▶ _Description of the task_:
The response must be made up of the lines in the entries below that contain "asphalt".

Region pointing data
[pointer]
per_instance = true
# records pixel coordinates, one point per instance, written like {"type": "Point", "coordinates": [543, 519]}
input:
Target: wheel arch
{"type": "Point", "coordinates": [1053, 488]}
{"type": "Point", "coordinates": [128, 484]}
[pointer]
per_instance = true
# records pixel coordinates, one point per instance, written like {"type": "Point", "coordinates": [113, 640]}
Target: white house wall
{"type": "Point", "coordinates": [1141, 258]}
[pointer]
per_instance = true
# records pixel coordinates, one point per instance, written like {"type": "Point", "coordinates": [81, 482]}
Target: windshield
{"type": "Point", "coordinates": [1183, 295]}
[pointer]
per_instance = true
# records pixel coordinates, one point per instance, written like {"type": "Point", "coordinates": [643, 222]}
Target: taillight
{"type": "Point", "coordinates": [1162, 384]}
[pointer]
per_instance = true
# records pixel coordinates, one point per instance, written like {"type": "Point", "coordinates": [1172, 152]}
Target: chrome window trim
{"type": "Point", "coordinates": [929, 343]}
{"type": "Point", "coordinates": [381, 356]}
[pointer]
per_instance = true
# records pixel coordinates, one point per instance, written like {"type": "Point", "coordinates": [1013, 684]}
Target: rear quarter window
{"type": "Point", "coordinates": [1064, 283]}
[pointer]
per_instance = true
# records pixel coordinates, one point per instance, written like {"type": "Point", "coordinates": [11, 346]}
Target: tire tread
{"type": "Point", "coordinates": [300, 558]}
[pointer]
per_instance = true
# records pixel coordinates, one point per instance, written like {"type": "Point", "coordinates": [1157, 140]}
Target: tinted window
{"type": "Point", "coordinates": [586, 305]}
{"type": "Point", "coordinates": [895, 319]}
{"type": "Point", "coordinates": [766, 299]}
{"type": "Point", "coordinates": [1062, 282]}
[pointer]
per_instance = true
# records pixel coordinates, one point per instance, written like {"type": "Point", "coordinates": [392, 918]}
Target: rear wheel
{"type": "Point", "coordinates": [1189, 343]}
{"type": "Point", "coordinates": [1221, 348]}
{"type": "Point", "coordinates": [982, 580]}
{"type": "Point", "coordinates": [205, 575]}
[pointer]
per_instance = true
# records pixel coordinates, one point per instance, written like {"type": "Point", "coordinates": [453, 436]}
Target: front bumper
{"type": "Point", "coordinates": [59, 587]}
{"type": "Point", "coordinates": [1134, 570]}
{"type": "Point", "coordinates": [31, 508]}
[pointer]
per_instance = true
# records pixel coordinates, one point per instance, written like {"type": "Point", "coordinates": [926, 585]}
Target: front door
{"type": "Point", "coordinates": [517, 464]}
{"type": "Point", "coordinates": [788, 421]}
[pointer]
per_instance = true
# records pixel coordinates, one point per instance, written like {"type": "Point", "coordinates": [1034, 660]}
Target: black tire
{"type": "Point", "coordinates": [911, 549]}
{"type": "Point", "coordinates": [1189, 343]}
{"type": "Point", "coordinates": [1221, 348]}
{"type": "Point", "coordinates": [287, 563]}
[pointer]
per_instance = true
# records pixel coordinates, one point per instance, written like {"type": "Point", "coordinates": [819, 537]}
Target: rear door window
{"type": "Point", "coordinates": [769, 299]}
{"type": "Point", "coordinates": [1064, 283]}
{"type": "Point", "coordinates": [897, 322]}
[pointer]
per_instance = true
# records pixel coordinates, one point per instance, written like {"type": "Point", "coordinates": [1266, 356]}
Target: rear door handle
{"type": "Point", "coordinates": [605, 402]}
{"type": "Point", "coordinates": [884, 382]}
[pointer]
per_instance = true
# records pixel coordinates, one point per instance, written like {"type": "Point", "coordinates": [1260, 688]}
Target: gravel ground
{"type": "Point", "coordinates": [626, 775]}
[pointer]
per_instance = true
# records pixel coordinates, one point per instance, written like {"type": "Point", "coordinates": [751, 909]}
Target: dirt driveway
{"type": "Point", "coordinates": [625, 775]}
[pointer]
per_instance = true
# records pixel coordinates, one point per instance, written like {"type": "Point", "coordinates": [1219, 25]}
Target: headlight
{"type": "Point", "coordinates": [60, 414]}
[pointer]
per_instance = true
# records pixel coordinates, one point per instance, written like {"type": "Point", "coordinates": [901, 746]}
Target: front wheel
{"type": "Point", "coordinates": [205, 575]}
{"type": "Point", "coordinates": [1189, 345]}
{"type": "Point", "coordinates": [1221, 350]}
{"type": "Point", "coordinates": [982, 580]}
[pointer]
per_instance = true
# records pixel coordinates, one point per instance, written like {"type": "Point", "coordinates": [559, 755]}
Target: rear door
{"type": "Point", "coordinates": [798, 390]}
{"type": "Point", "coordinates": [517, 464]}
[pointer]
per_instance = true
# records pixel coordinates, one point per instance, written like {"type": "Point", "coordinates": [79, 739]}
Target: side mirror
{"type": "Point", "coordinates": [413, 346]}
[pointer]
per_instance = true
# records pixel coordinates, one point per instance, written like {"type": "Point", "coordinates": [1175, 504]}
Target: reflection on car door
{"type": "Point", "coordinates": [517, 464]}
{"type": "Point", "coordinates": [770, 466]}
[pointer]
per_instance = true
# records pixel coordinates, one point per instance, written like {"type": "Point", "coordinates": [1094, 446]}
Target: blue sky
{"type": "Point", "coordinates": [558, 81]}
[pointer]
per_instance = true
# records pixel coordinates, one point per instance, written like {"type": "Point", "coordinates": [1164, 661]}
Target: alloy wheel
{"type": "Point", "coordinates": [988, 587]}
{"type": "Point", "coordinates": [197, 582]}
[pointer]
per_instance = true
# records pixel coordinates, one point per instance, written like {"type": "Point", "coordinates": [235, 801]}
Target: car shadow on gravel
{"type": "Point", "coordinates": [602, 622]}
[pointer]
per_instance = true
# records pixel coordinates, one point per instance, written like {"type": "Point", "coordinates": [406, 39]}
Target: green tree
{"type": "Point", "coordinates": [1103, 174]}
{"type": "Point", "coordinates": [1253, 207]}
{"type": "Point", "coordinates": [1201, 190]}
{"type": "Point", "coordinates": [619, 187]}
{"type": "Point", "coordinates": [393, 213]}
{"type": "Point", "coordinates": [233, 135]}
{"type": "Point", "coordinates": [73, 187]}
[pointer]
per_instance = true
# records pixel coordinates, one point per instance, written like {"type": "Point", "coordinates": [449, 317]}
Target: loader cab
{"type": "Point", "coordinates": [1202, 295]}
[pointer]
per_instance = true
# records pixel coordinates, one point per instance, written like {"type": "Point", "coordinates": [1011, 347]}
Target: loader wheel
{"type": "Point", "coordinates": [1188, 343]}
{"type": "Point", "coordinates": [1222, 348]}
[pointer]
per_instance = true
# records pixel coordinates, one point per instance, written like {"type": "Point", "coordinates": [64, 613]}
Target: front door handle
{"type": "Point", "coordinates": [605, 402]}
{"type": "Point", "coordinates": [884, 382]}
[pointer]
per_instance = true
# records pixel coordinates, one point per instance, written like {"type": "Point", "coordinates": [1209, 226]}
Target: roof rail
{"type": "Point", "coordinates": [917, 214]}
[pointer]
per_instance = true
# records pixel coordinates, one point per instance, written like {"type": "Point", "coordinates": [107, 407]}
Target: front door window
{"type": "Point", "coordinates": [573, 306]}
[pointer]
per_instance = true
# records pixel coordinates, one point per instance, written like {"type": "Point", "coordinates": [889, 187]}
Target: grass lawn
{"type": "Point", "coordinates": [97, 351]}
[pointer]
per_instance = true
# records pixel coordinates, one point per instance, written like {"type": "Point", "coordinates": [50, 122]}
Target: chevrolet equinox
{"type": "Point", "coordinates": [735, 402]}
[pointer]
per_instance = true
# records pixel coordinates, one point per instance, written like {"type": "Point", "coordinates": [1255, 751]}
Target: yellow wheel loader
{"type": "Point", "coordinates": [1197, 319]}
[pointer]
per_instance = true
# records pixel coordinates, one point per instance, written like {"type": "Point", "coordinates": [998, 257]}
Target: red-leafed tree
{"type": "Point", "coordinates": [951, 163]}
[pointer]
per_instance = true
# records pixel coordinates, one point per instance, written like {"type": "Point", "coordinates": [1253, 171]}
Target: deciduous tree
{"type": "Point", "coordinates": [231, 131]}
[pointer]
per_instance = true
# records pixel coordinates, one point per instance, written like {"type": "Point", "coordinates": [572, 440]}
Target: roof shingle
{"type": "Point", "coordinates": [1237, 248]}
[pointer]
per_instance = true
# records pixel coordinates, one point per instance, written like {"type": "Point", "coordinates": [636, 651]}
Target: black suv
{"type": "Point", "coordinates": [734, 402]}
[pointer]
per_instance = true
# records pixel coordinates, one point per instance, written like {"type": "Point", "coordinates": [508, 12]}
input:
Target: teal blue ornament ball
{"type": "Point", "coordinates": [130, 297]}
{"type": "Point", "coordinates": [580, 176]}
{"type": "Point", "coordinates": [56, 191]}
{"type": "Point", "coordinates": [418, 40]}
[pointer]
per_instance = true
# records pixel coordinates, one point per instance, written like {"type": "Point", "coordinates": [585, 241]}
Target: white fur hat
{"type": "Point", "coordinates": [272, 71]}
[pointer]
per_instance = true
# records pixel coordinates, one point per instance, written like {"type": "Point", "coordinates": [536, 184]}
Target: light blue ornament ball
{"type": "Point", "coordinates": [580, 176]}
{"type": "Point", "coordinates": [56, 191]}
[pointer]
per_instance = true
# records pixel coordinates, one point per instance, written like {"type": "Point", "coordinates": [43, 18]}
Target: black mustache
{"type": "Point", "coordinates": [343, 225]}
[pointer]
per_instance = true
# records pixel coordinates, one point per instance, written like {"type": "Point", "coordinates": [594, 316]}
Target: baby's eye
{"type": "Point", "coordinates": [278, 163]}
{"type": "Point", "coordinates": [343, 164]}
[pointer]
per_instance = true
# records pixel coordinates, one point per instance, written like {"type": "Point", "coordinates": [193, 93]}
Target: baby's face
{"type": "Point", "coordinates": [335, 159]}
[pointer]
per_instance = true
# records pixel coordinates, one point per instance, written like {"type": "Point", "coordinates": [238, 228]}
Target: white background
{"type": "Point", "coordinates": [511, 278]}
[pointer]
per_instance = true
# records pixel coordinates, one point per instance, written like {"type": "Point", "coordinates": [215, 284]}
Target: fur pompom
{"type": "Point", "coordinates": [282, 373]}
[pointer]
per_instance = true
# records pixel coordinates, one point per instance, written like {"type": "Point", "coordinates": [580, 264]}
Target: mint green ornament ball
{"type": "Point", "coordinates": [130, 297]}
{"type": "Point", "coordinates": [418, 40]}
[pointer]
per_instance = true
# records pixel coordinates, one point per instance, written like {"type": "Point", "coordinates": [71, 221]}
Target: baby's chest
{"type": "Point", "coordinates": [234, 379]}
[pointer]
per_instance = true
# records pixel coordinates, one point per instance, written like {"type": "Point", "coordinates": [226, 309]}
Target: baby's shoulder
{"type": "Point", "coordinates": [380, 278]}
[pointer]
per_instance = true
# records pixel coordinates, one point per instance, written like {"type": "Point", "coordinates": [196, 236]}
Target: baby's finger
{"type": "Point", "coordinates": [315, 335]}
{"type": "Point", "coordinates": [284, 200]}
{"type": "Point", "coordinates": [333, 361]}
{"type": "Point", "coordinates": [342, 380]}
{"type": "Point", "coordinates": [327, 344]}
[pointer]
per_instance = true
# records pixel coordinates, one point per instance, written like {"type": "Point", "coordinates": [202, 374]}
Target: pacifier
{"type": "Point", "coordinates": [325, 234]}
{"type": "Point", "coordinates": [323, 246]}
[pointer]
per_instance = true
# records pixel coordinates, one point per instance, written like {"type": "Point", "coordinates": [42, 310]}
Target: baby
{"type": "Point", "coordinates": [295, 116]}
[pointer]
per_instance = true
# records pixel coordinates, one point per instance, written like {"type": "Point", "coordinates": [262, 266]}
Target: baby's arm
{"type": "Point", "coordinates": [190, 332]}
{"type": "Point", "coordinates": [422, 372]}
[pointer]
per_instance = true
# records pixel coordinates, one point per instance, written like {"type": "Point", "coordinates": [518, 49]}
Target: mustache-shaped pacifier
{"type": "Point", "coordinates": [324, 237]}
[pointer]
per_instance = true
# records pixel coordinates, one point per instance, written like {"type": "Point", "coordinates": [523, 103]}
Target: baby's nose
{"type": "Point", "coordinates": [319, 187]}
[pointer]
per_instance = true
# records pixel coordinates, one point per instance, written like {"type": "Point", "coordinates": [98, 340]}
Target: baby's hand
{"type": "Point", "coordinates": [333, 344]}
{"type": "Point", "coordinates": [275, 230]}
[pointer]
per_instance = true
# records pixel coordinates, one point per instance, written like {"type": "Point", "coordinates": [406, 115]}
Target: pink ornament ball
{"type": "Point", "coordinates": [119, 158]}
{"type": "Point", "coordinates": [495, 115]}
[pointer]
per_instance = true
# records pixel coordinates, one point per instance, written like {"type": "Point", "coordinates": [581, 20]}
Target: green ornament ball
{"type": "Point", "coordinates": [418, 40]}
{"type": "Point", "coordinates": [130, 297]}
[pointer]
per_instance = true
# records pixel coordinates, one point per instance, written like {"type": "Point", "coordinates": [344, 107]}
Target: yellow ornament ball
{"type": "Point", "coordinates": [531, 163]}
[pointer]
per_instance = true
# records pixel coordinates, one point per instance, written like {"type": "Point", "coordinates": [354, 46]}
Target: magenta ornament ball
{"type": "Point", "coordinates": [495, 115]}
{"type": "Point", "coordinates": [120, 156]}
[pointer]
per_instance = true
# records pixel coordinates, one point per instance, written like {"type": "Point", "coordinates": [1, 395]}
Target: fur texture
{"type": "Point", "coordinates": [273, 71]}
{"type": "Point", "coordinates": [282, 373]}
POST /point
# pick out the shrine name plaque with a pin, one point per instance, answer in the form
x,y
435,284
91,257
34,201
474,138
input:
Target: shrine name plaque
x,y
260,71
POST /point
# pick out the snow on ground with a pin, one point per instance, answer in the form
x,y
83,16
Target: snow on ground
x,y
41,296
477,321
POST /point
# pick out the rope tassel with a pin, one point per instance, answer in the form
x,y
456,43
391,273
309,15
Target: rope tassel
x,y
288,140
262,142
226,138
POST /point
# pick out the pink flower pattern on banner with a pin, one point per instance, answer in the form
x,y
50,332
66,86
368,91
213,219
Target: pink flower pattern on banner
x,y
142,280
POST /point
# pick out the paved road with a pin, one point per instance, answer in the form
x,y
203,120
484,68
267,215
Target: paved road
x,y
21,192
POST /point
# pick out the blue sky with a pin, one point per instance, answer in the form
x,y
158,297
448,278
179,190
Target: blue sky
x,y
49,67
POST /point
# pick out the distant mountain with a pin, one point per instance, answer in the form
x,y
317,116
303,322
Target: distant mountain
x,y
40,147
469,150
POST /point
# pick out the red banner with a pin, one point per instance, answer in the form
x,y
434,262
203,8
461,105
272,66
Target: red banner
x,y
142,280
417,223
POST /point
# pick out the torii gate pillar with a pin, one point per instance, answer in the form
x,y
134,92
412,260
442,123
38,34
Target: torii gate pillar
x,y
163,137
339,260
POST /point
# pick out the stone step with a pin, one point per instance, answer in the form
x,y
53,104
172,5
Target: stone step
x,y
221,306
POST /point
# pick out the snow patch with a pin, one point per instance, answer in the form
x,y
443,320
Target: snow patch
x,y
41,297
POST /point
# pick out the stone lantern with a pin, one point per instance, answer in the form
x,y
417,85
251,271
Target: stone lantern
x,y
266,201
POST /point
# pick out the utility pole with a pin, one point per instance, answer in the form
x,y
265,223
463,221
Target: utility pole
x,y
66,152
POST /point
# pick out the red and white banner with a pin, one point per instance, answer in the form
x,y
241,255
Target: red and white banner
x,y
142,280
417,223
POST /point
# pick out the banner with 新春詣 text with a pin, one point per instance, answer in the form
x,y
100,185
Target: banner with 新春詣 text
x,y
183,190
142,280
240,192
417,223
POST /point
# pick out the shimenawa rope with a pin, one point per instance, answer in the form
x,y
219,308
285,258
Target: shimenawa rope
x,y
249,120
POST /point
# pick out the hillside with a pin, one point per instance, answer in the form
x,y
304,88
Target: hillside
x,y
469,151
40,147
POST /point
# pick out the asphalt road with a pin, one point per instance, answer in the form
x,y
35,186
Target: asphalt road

▶ _Reply to the exercise_:
# pick out the asphalt road with a pin, one point per instance, answer in the form
Target: asphalt road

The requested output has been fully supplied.